Set task - Quote the entries that follow exactly, leaving none out.

____ Record list

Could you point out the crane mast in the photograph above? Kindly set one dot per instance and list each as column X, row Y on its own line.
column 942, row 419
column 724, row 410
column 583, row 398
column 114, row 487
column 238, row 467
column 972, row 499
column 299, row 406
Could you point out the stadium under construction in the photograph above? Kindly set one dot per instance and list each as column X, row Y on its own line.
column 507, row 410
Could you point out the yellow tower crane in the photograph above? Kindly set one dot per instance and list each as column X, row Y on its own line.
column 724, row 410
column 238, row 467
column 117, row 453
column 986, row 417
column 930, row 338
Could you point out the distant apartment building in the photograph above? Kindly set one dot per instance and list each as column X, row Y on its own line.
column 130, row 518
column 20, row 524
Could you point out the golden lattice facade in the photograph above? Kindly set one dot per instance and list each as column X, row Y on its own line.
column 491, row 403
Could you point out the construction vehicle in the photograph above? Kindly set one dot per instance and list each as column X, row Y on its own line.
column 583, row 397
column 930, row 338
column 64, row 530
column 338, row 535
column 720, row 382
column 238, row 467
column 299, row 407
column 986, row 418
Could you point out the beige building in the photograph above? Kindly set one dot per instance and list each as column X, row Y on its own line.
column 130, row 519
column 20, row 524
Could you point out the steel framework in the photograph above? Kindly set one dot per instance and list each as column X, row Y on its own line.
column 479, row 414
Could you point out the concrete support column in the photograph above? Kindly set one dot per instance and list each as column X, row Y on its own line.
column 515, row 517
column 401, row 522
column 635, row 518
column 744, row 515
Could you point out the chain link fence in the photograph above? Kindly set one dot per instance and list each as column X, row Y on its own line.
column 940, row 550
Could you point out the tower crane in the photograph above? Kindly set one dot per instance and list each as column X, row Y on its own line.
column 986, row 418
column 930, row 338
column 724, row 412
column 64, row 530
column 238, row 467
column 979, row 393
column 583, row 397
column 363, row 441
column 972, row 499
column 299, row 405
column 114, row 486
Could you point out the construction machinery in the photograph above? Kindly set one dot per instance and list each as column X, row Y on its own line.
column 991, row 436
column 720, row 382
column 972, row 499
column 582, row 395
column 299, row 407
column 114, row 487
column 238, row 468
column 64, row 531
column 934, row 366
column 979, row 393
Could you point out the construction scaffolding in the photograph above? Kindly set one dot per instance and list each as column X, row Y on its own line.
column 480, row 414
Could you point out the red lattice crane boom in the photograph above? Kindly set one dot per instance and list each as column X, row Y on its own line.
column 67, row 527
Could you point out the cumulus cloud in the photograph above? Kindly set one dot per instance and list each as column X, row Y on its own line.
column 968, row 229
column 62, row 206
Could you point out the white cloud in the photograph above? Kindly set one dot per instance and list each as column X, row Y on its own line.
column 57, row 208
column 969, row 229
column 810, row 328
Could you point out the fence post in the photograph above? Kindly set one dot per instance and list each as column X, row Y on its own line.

________

Full solution -
Could you point out the crane mast in the photograph above? Kindly set one dot per instance and list each as column X, row Y on its own line.
column 942, row 419
column 724, row 410
column 583, row 398
column 114, row 487
column 238, row 467
column 972, row 499
column 299, row 406
Could you point out the stadium under construction in the photograph above? Kindly set one dot per instance and list each as column X, row Y on its own line.
column 507, row 410
Could you point out the yellow tower crane in the photograph above? Kindly set one dot per instance and list each as column X, row Y on its own line.
column 724, row 410
column 238, row 467
column 117, row 453
column 986, row 417
column 930, row 338
Could you point out the distant apartment building in the photograph above? Kindly set one dot per instance and list each as column X, row Y on its own line.
column 130, row 518
column 20, row 524
Could you point out the golden lattice facade in the photograph above? Kindly set one dot per instance and list each as column X, row Y on its own line.
column 491, row 403
Could you point out the construction vehicle in the photograph above? Kindly set one dot per instance and list each as column X, row Y on its own line.
column 583, row 397
column 930, row 338
column 64, row 530
column 338, row 535
column 720, row 382
column 238, row 467
column 299, row 407
column 986, row 418
Could you point out the beige building in the photograph above? Kindly set one dot per instance and list each as column X, row Y on its own line.
column 130, row 519
column 20, row 524
Could you point out the steel framework in the photograph above? Kindly set one dot per instance and list each as column X, row Y on its own line.
column 479, row 414
Could you point out the concrete support column in the photograph above? Kindly set one dot per instance and list each as column X, row Y on its own line.
column 515, row 517
column 401, row 522
column 635, row 518
column 744, row 515
Could you point out the chain link fence in the photograph above? Kindly set one dot per instance and list each as column X, row Y on its own line.
column 940, row 550
Could you point out the tower crane in the photograph above? Kindly set one dot per instance and list each as column X, row Y on its own line.
column 986, row 418
column 930, row 338
column 724, row 412
column 64, row 530
column 238, row 467
column 979, row 393
column 583, row 397
column 363, row 441
column 972, row 499
column 299, row 405
column 114, row 486
Could you point out the construction machinery in the photograph above? Kindly set one dot per instance and list each as column X, row Y on its own line.
column 991, row 436
column 720, row 382
column 972, row 499
column 582, row 395
column 299, row 407
column 114, row 487
column 238, row 468
column 64, row 531
column 934, row 366
column 979, row 393
Could you point out the construction scaffolding in the photograph above? Kindly set one dot per instance and list each as column X, row Y on its own line.
column 480, row 414
Could you point out the red lattice crane boom in the photograph above? Kindly set one dot per instance and list each as column X, row Y on its own line.
column 67, row 527
Could you point out the cumulus cloud in the photograph above? Kindly set one dot per instance and list each as column X, row Y on its own line.
column 968, row 229
column 62, row 206
Could you point out the white cloud in the photograph above? Kindly set one dot per instance and list each as column X, row Y on its own line.
column 57, row 208
column 969, row 229
column 810, row 328
Could you point out the fence post in the photograph above? Kindly set one dot per instance and list each as column X, row Y on its own line.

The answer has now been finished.